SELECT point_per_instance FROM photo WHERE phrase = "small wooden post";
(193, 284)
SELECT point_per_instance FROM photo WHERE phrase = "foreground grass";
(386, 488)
---
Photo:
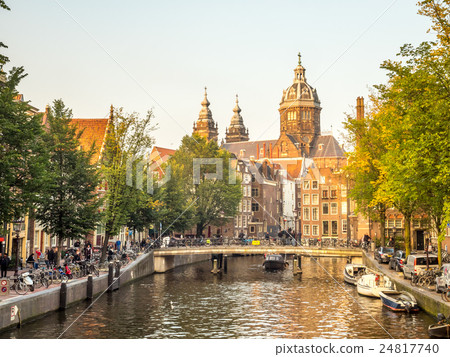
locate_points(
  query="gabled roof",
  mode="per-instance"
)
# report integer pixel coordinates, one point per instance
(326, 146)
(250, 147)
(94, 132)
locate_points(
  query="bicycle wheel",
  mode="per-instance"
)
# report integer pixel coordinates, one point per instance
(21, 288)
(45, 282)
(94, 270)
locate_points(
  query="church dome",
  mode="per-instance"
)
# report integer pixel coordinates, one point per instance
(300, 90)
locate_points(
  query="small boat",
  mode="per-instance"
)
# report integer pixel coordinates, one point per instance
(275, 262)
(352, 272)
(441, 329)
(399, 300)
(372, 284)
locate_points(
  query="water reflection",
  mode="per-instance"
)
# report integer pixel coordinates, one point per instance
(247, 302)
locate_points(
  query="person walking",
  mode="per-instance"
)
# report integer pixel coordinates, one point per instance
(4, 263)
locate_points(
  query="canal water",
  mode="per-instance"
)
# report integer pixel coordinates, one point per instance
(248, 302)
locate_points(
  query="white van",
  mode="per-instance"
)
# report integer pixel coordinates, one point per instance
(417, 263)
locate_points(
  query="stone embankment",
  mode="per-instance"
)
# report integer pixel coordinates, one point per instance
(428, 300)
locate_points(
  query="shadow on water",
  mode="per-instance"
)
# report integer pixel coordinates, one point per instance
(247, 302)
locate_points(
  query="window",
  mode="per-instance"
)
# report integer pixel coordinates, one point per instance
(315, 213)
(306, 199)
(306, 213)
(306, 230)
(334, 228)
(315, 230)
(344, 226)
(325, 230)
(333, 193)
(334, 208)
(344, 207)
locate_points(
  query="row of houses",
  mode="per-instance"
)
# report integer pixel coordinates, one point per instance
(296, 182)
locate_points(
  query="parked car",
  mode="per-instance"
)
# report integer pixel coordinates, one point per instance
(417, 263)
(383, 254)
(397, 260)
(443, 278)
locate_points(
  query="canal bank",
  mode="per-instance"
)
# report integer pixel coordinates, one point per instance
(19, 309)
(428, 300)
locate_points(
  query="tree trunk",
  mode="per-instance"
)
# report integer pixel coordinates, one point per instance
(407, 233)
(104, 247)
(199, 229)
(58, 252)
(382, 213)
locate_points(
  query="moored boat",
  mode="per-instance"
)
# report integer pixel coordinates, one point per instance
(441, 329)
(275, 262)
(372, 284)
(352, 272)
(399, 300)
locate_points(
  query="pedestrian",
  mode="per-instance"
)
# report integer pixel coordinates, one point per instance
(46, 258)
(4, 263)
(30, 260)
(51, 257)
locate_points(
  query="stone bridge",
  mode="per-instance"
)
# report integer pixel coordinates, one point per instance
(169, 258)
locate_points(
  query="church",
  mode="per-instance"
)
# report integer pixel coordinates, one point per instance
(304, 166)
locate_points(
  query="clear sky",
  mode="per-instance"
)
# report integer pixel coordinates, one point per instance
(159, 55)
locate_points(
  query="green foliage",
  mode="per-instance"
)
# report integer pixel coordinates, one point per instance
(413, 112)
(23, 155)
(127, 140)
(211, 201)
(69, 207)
...
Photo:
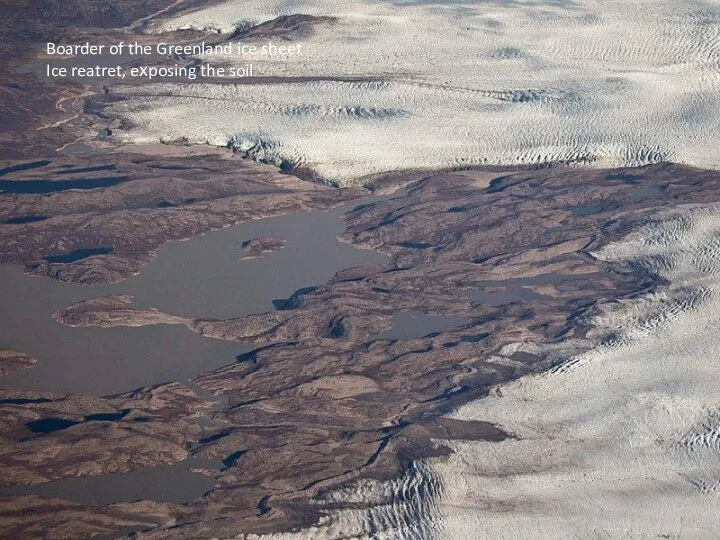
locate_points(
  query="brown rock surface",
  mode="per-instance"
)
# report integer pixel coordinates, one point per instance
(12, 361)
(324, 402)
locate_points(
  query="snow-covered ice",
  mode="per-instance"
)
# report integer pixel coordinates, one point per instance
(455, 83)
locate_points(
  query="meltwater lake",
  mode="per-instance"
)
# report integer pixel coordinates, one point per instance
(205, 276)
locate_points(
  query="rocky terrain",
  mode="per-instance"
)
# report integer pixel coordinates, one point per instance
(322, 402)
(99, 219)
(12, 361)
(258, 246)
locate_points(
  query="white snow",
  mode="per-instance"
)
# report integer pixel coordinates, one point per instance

TASK DESCRIPTION —
Find the string "snow" in the records, then copy each line where it occurs.

TASK SOLUTION —
  query="snow-covered ice",
  query="white snow",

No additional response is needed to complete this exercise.